--- EXCERPTED RECORDS Enclosed Below ---

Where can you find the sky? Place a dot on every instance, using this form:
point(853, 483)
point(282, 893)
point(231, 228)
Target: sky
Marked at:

--- End of Enclosed EXCERPTED RECORDS ---
--- EXCERPTED RECORDS Enclosed Below ---

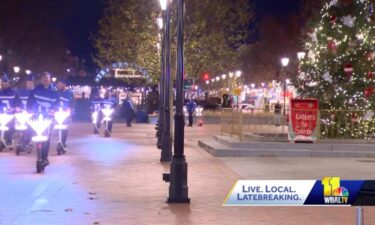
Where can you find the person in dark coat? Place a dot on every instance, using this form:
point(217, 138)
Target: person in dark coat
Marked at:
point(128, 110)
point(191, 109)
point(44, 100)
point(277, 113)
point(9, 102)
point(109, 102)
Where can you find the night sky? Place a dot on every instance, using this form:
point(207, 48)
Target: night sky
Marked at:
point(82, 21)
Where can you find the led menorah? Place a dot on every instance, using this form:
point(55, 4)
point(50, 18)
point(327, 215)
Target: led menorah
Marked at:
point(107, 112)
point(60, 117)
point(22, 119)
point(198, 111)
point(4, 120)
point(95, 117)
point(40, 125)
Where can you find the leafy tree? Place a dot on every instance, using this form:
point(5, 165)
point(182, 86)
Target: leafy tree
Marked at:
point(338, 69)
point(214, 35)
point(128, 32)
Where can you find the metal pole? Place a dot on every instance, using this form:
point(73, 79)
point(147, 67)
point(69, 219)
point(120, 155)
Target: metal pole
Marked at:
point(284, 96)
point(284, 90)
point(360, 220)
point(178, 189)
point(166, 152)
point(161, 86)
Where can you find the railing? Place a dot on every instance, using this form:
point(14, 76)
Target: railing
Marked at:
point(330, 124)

--- End of Enclosed EXCERPTED RECORDS ---

**TASK STATEMENT**:
Looking at the listing above, count the lines that contain "metal" and give nothing but the number.

**OUTPUT**:
2